* [Entries provided]
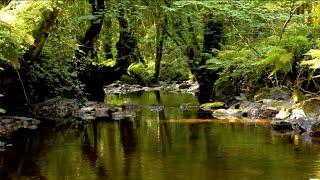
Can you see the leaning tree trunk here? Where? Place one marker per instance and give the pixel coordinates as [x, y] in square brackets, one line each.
[197, 58]
[160, 41]
[92, 33]
[93, 87]
[95, 77]
[16, 84]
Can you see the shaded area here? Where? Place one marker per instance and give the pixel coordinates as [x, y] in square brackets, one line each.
[148, 146]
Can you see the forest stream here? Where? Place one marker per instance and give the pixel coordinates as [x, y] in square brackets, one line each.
[172, 142]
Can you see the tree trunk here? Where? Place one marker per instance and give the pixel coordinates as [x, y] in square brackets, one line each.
[95, 77]
[197, 58]
[92, 33]
[50, 18]
[160, 38]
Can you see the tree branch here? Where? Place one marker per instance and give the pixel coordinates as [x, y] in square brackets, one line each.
[291, 13]
[245, 40]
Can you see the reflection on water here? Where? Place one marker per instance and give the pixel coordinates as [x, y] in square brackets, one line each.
[152, 147]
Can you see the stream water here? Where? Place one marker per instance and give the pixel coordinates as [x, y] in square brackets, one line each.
[168, 144]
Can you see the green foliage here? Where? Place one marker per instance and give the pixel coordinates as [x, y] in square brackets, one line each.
[314, 63]
[278, 60]
[141, 72]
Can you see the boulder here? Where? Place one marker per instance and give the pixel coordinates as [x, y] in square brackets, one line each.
[276, 93]
[212, 106]
[281, 125]
[229, 113]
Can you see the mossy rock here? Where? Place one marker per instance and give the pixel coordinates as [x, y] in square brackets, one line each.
[212, 106]
[315, 129]
[311, 107]
[277, 93]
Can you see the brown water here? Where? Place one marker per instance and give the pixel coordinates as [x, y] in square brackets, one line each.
[171, 144]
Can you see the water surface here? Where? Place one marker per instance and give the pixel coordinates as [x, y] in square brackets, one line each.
[162, 145]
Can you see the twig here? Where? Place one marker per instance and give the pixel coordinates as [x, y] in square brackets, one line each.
[291, 12]
[245, 40]
[23, 88]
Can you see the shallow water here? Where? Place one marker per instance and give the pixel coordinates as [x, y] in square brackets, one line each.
[170, 144]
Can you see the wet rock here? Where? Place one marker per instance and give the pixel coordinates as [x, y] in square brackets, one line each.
[282, 114]
[118, 115]
[267, 113]
[281, 125]
[228, 113]
[10, 124]
[130, 106]
[156, 107]
[212, 106]
[101, 112]
[311, 106]
[276, 93]
[59, 109]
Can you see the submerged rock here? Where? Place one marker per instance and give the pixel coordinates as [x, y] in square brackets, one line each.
[282, 114]
[123, 115]
[212, 106]
[280, 125]
[156, 107]
[10, 124]
[59, 109]
[275, 93]
[228, 113]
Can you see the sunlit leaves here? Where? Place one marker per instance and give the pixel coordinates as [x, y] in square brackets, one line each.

* [Given problem]
The material above must be printed exactly, with its pictures left out.

* [Solution for this problem]
Can you see the leaning tree trunk here? Where? Place one marker per instance and give the pixel coordinates as [x, y] in square brackets, one line each.
[197, 58]
[160, 41]
[92, 33]
[93, 87]
[95, 77]
[16, 84]
Can you see the shaded area here? Where? Place one marker per instance and give the pixel coordinates as [x, y] in square brackets, one line each.
[148, 146]
Can you see the forest stream here? Where? Place one marker per instance and give the pixel coordinates as [x, y] in square brackets, one line each.
[172, 142]
Can you see the tree trunk here? Where? Place one marker per instance and give the pixel coordinates as [x, y] in square brackets, one line each.
[95, 77]
[197, 58]
[92, 33]
[50, 18]
[160, 38]
Can you see the tree branch here? Where? Place one marker per instance and give the pixel coordinates as [x, y] in square brackets, one line each.
[291, 13]
[245, 40]
Can you see the reflection on water here? Where? Place one marker per instance and give the pixel coordinates as [x, y] in square brackets, one line each.
[152, 147]
Can you see the stream water here? Where? Place one marker per instance and give the pixel coordinates as [x, y] in square brackets, one line each.
[168, 144]
Can you see the green foliage here? Where? Place one marker per instance and give the pixel coordinates as [x, y] in square brackets, one line each.
[314, 63]
[278, 60]
[141, 72]
Can you see the boulder here? Where? Place one marker per instance and give the pixel coordinates as [x, y] in square brackets, one line each.
[276, 93]
[212, 106]
[281, 125]
[229, 113]
Can you see the mossy rock here? Where? Place one marker per instance and give the pixel coordinates as [x, y] in square brackets, one line each.
[212, 106]
[315, 129]
[311, 107]
[277, 93]
Can you see the brown water here? Where? Place one marker per instance and give the pixel coordinates as [x, y] in square brackets, one line each.
[171, 144]
Can you see the water surface here? Where? Place one marker per instance and give the pixel coordinates as [x, y] in square brackets, one line each.
[162, 145]
Can you see the twig here? Where? Place one marker per instance and give the pixel coordinates as [x, y] in square brackets, one line each.
[291, 12]
[245, 40]
[23, 88]
Can you see the shallow water here? Where? Place one marker per instance and give the pixel coordinates as [x, y] in square brackets, one line each.
[170, 144]
Can you see the wet rock here? Where? Place one marker per instance and give the pixel coordinates as [x, y] in square brackets, one line each.
[282, 114]
[118, 115]
[267, 113]
[281, 125]
[228, 113]
[10, 124]
[130, 106]
[156, 107]
[212, 106]
[101, 112]
[311, 106]
[276, 93]
[59, 109]
Can you see the submerged rock here? Where? Place one marker per instance and give the pixel coordinates as [x, y] in square brackets, one line each.
[282, 114]
[123, 115]
[212, 106]
[280, 125]
[156, 107]
[10, 124]
[59, 109]
[275, 93]
[228, 113]
Can you see the sunlit leaves here? Where? Place one marker per instance and give the pixel coordinates as [x, y] in square brackets, one line each.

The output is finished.